[INFORMATION SHOWN]
+--

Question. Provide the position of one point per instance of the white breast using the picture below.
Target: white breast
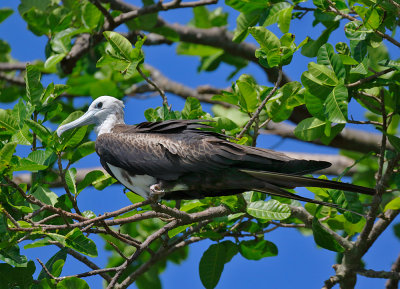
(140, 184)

+--

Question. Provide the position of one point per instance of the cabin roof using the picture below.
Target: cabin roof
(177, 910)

+--

[WRITTEN EXERCISE] Count the lines in the records above that contain the word "using", treating uppercase and lowercase as different, and reply with only the number.

[ANSWER TO THIS TASK] 2